### Consigne écrite A
Relevez chaque ligne des entrées qui contient le mot « floor ». La casse compte.

### Texte choisi
-----
Plaidoyer et politique

Défense des intérêts

Cadre réglementaire des dirigeables

Le Canada n’a qu’une expérience limitée en matière de dirigeables, alors que les politiques européennes et américaines vont de l’avant. Les réglementations existantes dans le Règlement de l’air canadien (RAC) ont toujours été adaptées de la Federal Aviation Administration (FAA) des États-Unis. L’Agence européenne de la sécurité aérienne (AESA) a proposé un nouveau cadre réglementaire pour la certification des grands dirigeables, qui a été publié en janvier 2022. Il est essentiel de combler les lacunes réglementaires qui entravent la fabrication et l’exploitation des dirigeables de transport au Canada, car leurs avantages sont des plus pertinents face aux défis de notre paysage unique. L’AESA est en avance sur la FAA dans la publication des réglementations provisoires utilisées pour les dirigeables. Cependant, les régulateurs de l’AESA et de la FAA manquent de modèles de dirigeables civils avancés qui pourraient être soumis à la certification de type au cours de la prochaine décennie. L’absence de réglementation éprouvée pour les modèles de dirigeables avancés augmentera le risque réglementaire pour les concepteurs/fabricants de ces dirigeables. Le Canada est un lieu propice à l’élaboration de ces politiques.

Navigabilité

Les autorités réglementaires soutiennent le développement technologique de l'aérospatiale. Les critères de la FAA élaborés pour le dirigeable hybride de Lockheed-Martin ont été discutés au Canada. Même si les investisseurs dans les dirigeables ne trouveront pas de critères prêts à l'emploi pour le développement de grands dirigeables de transport, il semble qu'il y ait une volonté de collaborer avec l'industrie.
-----
### Consigne écrite B
Reprenez le texte sur la réglementation des dirigeables après sa dernière phrase et poursuivez-le.

### Données utilisées
-----
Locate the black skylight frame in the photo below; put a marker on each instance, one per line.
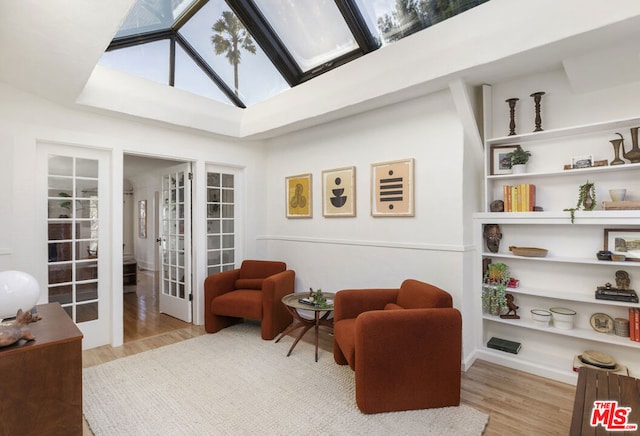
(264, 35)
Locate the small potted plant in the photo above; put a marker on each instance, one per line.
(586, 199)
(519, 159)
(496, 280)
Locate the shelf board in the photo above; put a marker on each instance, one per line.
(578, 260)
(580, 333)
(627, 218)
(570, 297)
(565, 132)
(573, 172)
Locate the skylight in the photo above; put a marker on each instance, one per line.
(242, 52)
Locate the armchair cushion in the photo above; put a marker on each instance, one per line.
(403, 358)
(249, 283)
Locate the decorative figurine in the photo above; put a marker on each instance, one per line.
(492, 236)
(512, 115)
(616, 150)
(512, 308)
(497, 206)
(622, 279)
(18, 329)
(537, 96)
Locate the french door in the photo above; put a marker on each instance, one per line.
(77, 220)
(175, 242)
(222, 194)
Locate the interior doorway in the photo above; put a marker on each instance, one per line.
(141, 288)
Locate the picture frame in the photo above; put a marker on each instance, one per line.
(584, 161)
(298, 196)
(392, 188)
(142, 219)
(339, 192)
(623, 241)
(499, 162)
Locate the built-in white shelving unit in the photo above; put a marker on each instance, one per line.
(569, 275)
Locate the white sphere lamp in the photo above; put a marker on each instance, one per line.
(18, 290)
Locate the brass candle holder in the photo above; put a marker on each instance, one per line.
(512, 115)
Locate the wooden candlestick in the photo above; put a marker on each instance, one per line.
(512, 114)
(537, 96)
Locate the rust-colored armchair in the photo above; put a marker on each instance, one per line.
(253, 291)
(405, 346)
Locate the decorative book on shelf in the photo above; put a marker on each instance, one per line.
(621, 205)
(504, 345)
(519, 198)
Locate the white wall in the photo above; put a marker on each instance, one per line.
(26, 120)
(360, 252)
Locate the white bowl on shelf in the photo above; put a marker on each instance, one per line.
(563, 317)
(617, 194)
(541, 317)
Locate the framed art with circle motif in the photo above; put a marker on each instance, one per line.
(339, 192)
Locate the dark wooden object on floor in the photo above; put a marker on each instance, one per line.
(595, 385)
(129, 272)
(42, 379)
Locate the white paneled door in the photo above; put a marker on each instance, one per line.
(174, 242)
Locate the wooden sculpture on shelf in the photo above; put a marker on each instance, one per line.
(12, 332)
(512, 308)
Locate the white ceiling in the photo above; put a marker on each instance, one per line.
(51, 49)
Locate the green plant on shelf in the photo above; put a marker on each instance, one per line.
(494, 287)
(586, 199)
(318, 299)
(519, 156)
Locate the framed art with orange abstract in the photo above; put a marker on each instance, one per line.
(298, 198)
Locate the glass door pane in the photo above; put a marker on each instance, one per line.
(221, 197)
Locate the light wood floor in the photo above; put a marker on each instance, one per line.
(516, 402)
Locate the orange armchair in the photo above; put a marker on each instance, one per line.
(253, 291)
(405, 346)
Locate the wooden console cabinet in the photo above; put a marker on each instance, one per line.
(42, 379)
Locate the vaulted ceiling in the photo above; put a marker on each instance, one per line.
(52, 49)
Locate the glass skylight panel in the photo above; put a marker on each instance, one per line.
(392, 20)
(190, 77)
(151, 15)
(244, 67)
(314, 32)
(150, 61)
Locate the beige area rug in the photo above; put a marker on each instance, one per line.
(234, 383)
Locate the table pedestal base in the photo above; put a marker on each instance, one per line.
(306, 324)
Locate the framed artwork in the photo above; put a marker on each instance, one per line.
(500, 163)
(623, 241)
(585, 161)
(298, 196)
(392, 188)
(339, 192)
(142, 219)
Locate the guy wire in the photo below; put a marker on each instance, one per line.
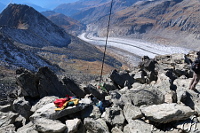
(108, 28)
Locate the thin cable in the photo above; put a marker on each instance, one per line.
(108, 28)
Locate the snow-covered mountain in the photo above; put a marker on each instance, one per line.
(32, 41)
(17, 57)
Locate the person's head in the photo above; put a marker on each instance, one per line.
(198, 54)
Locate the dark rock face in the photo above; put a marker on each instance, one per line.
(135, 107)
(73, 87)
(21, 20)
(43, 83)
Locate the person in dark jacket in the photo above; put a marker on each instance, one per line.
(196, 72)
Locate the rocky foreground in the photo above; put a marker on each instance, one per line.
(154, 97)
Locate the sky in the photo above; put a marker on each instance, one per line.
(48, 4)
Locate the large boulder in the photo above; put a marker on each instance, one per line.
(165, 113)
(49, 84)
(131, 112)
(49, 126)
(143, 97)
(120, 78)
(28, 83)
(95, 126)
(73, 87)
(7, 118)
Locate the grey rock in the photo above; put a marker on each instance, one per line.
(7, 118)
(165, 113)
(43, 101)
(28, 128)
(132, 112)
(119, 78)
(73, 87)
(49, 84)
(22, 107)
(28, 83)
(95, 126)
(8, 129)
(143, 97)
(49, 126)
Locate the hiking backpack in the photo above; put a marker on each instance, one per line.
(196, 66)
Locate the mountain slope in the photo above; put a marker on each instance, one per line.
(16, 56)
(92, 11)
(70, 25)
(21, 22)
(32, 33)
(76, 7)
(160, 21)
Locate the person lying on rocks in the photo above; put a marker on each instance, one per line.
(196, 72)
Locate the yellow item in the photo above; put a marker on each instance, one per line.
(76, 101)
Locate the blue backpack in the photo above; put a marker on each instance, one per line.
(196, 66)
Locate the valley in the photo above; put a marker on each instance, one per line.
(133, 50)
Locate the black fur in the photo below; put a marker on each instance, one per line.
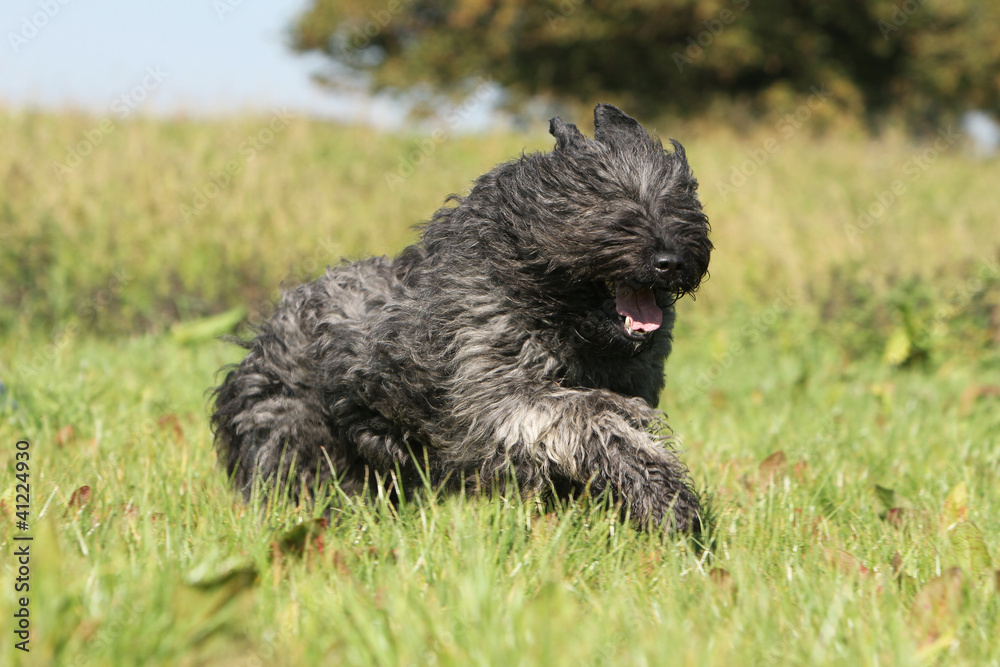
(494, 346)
-----
### Réponse A
Locate the dark wooden object on floor in the photo above; put a marker on each instance, one per line.
Locate the light wood floor in the photo above; put a marker on each instance, one per line.

### Réponse B
Certification des pilotes

Le RAC ne prévoit pas de système de formation pour les pilotes de dirigeables au Canada, ni d’exigences pour les instructeurs qui certifient les pilotes de dirigeables. Transports Canada a demandé à tort aux entreprises de dirigeables d'obtenir des licences de pilote de montgolfière qui ne sont pas valables pour les vols motorisés. Bien que des dérogations puissent permettre aux dirigeables commerciaux de voler au Canada, cela ne facilite pas le développement d'un programme de formation des pilotes ou d'établissements d'enseignement, ce qui crée une lacune importante et des retards potentiels.

Ingénieurs en mécanique aéronautique (AME)

Chaque dirigeable doit passer une inspection annuelle de sécurité et de conformité. Le Canada n'a pas de mécaniciens de dirigeables certifiés. Les mécaniciens de bord déjà en poste peuvent prétendre à une qualification de dirigeable sur leur licence, mais il n'existe aucune réglementation pour administrer cette certification. Les nouveaux exploitants de dirigeables au Canada ont besoin d'un moyen d'obtenir des employés qualifiés pour travailler sur les composants spécifiques des dirigeables.

Infrastructure des dirigeables

Le rôle du secteur public comprend la fourniture d’infrastructures multi-utilisateurs, telles que les ports.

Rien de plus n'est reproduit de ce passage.